• _PROVIDED TEXT_:
Minimum scratch presence. If any, the scratch shouldn’t be thick enough to cover any text on the ID card.
Make sure that the shadow or reflection is not present on the card. If unavoidable, make sure that the shadow/reflection doesn’t cover any text on the ID card.
Although we handle the case where the input image is misoriented, we still recommend not to use the image that is misoriented for more than 30 degrees.
Avoid having any text or signatures overlapping with the text on the card. This can cause the model to be confused with the overlapped text.
Make sure that the image contains only one ID card. This is very important.
The ID card should cover a large portion of the input image. The model can perform better if the input image is mostly covered with only an ID card.
For the front side, the JSON contains 5 main keys:
fields - The dictionary containing key values of each field on the ID card. The keys include:
idnum - ID card number
th_name - Thai first name and last name
en_fname - English first name
en_lname - English last name
religion - Religion
address_1 - First line of address
address_2 - Second line of address
dob_{th,en} - Date of birth in TH/EN
doi_{th,en} - Date of issuance in TH/EN
doe_{th,en} - Date of expiry in TH/EN
serial_id - Serial ID of the ID card, display under face section in the card
postprocess_fields - The dictionary contains additional information obtained from post-processing for further use. These fields contain 2 additional fields:
address - contains the postprocess information about address on ID card. This field contains the following keys:
district - District name in Thai
subdistrict - Subdistrict name in Thai
province - Province name in Thai
road - Road name, if exists
Soi - Soi name, if exists
moo - Moo if exists
homenum - Home number
subdistrict_en - Subdistrict name in English
subdistrict_id - Official subdistrict ID
district_en - District name in English
district_id - Official district ID
province_en - Province name in English
province_id - Official province ID
postal_code - Postal code of the specified address
person - contains the post-process information about person on an ID card. This field also contains the following keys:
title_th - Title of Thai name
title_en - Title of English name
th_fname - First name in Thai
th_lname - Last name in Thai
en_fname - First name in English
en_lname - Last name in English
gender - Biological gender according to title
face - The base64 string of the extracted face on the ID Card
rotation - the rotation degree required for the image in case that the image isn’t0 degree straight
process_time - time required to process the model in seconds. (This time excludes the time required for the API to be sent/received.)

• _PROVIDED DATA_:

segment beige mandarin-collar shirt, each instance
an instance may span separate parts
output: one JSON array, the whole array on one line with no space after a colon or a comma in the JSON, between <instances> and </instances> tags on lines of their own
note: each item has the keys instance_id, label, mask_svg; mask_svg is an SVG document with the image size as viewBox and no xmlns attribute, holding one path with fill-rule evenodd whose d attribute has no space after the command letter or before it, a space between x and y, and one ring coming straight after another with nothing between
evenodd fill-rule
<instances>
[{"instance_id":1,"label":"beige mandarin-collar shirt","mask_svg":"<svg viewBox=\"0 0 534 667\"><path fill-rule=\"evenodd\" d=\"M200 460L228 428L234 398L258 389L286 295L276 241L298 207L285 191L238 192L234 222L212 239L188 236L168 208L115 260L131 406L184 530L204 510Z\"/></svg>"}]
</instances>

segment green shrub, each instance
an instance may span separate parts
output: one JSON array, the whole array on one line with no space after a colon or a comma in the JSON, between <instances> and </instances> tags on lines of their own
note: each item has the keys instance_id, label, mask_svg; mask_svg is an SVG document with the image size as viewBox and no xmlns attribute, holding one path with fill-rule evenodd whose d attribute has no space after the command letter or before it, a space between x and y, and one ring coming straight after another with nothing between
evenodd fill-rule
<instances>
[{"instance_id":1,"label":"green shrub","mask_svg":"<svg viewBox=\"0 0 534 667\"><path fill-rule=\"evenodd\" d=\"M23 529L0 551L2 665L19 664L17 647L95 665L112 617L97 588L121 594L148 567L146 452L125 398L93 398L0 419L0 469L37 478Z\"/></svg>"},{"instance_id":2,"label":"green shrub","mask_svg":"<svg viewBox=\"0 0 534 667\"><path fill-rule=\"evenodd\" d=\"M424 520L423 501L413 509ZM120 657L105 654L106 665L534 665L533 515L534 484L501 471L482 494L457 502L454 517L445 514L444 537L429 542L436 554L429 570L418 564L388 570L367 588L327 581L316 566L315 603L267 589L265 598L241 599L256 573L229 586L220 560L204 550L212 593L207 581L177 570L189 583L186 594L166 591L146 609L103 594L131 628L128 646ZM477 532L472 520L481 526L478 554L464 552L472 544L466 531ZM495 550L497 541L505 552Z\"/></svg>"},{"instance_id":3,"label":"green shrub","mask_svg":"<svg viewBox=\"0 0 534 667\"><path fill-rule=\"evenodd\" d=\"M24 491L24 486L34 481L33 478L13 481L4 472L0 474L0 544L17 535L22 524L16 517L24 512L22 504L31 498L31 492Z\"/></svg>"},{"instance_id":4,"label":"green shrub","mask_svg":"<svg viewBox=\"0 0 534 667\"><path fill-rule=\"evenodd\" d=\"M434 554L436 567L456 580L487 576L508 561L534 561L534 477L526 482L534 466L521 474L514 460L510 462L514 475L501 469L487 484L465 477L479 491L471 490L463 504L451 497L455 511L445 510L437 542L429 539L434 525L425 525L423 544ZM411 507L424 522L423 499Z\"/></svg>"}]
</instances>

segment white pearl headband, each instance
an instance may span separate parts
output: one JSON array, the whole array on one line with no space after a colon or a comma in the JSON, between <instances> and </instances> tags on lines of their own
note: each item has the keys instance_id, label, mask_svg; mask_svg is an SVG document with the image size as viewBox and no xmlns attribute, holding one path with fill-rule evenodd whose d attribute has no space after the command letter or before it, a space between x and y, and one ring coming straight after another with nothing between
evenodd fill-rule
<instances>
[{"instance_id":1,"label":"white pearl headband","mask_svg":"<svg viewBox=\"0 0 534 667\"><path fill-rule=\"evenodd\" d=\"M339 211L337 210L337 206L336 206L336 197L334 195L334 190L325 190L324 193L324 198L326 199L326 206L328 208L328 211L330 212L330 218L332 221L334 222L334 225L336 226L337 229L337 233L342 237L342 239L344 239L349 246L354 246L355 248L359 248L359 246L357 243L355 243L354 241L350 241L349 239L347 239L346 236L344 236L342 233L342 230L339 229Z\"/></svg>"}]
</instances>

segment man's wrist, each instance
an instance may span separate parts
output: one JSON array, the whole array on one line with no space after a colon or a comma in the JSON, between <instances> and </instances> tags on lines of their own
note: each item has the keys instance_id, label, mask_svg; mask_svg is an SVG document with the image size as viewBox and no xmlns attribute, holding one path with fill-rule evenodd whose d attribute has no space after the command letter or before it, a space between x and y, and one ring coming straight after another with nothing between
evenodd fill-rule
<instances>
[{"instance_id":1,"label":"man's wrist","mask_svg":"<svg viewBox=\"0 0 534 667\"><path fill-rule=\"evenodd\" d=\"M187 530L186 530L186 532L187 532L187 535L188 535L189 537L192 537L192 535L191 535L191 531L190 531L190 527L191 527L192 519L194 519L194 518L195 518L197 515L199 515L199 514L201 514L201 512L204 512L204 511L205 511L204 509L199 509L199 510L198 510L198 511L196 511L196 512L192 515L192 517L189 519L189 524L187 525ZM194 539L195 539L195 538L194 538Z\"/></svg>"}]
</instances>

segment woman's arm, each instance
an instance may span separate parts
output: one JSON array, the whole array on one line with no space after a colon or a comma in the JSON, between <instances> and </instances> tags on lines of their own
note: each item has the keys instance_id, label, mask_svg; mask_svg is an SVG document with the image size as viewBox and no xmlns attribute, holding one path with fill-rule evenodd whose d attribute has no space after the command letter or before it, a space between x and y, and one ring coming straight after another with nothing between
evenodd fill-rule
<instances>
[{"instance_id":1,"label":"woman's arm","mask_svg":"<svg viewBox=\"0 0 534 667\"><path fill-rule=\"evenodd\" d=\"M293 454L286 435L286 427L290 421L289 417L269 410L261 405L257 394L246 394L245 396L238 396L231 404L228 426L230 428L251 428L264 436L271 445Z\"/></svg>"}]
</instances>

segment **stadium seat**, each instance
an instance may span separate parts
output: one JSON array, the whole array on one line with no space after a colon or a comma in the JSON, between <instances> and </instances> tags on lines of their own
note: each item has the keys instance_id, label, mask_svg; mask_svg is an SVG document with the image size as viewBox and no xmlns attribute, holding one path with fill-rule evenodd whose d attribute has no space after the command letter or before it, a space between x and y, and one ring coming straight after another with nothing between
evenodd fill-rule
* * *
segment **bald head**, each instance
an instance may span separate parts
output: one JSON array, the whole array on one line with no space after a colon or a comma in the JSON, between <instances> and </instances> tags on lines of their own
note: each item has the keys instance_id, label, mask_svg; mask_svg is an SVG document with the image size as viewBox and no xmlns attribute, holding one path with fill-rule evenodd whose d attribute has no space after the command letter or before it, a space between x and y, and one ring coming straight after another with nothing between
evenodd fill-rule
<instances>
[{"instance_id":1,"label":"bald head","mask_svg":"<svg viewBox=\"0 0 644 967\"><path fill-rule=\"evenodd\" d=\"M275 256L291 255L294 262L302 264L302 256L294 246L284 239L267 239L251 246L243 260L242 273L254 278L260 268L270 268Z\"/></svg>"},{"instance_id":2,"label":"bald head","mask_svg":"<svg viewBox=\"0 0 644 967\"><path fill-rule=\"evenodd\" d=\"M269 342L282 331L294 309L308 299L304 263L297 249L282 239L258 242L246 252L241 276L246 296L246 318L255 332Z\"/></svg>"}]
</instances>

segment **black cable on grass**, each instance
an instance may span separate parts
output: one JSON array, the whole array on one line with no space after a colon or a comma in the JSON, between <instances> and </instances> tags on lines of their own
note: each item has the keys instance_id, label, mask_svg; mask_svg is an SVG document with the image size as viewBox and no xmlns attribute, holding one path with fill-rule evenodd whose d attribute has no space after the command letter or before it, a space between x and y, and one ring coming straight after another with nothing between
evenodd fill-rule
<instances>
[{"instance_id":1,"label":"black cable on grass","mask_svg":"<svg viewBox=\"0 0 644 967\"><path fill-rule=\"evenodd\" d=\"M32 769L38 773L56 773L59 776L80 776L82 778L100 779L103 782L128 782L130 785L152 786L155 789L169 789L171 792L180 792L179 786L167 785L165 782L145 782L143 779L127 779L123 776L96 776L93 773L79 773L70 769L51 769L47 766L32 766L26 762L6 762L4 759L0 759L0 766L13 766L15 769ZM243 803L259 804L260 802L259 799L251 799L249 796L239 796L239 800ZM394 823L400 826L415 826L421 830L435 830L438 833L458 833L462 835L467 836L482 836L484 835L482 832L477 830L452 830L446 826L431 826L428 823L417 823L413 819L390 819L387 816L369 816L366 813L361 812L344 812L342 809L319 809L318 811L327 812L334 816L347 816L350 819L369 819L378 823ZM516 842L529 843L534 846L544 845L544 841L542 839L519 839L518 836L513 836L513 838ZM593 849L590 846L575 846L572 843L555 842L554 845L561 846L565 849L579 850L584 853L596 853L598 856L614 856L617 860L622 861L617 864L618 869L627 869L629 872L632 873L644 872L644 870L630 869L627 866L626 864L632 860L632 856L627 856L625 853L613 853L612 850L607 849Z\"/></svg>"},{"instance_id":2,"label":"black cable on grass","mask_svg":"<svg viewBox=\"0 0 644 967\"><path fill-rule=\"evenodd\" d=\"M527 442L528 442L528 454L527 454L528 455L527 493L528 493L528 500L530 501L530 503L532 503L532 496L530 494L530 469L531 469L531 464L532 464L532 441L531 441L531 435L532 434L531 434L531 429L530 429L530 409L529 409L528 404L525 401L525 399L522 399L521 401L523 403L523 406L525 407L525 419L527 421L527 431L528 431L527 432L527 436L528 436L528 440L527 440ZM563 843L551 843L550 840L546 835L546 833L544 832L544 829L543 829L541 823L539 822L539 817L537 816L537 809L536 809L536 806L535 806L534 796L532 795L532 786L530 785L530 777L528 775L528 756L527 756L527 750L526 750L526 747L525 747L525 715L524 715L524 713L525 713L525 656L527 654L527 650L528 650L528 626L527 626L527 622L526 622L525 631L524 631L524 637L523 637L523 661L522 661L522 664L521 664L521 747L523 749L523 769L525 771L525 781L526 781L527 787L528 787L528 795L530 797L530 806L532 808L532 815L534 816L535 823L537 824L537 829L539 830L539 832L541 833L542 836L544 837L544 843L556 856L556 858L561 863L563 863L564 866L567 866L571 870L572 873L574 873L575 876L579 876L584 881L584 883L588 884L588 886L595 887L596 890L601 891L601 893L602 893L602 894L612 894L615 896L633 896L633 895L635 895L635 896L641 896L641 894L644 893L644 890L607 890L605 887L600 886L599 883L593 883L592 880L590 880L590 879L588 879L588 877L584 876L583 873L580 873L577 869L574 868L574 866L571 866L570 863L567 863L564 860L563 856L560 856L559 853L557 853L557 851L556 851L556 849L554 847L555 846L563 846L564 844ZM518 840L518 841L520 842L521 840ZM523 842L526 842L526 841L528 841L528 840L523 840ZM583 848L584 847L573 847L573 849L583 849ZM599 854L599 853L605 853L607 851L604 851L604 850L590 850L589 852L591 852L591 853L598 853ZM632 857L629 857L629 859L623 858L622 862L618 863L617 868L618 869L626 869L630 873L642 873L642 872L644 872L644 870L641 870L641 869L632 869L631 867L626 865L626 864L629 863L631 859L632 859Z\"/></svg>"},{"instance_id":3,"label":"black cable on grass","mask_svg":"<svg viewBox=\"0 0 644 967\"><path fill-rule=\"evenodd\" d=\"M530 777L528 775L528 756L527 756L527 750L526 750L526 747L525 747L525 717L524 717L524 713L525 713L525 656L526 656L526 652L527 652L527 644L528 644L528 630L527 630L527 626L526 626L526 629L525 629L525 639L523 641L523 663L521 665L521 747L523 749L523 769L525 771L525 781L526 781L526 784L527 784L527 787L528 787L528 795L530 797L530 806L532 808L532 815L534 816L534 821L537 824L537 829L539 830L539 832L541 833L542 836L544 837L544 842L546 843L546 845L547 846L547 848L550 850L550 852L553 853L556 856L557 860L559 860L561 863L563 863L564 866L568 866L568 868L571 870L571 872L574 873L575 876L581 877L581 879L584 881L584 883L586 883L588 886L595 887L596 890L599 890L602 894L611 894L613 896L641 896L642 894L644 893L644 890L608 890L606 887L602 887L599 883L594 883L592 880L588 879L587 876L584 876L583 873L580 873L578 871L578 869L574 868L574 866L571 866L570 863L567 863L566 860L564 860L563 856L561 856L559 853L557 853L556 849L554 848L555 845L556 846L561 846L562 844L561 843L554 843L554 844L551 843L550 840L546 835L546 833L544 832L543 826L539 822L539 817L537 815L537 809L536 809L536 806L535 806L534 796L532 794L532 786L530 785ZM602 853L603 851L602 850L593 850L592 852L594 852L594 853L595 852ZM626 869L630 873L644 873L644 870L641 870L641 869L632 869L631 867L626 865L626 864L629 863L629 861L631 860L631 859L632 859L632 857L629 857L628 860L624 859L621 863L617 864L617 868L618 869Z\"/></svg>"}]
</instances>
...
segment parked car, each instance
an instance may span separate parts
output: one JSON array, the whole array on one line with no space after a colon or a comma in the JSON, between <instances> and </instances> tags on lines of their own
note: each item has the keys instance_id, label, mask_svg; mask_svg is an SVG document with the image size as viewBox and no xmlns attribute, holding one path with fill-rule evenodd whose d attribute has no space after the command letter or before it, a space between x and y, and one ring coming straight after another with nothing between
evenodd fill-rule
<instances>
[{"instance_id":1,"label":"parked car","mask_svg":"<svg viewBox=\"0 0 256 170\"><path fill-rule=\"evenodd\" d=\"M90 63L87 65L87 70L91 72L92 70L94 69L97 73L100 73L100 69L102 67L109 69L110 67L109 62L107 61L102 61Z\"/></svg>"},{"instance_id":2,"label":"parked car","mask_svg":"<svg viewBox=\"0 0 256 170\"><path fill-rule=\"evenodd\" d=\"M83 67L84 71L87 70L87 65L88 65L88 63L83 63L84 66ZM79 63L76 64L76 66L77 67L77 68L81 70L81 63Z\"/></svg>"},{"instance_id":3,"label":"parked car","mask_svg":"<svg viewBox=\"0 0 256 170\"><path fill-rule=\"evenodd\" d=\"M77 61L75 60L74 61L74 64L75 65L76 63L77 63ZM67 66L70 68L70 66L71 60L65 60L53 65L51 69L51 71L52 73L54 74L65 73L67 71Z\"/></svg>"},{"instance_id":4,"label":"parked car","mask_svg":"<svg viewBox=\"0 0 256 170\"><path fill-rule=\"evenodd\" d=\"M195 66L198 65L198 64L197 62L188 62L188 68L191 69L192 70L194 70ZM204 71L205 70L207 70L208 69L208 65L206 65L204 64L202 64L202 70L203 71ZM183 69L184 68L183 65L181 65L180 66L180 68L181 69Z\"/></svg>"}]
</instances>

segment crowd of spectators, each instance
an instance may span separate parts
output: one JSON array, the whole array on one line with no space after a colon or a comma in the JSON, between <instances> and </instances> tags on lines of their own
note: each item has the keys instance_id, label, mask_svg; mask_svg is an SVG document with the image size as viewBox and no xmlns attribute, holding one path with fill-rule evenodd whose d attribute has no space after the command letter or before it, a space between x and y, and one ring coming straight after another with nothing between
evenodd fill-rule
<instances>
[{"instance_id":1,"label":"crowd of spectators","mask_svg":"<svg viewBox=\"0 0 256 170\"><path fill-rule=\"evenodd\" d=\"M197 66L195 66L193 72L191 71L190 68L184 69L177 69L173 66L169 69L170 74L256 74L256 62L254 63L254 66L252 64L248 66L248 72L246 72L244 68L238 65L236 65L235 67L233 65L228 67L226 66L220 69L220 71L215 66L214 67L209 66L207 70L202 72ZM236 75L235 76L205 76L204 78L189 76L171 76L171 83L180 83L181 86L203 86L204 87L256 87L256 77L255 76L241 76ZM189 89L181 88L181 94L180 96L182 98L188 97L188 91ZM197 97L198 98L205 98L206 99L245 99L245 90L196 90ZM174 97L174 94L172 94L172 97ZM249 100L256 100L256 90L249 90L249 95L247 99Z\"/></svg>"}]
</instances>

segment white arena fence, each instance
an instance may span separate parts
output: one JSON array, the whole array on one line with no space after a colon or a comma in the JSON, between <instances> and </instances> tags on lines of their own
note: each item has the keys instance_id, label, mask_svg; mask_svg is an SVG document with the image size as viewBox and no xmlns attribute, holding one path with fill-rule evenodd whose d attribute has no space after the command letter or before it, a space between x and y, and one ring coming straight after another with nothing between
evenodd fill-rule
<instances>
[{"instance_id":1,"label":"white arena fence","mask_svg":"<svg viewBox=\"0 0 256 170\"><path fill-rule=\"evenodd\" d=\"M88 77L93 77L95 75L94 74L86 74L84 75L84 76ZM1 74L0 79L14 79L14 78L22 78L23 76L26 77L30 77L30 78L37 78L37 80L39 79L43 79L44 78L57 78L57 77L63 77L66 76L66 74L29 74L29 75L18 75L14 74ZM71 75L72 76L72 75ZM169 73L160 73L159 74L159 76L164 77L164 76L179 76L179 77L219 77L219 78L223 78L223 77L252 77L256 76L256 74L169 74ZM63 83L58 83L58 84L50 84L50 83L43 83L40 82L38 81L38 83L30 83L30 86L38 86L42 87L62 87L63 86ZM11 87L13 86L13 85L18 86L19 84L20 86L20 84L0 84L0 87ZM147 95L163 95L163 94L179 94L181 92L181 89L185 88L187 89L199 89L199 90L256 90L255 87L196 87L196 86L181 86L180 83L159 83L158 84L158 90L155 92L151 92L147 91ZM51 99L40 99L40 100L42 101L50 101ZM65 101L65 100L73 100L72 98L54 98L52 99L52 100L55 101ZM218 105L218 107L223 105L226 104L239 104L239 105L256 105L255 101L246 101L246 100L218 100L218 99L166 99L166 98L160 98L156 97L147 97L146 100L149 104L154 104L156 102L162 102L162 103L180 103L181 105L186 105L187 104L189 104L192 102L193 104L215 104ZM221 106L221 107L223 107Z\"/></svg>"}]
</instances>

• _YOUR INSTRUCTIONS_:
Print the portion of the ID card text between "Make sure that the image" and "only an ID card.", inclusive.

• _RESULT_:
Make sure that the image contains only one ID card. This is very important.
The ID card should cover a large portion of the input image. The model can perform better if the input image is mostly covered with only an ID card.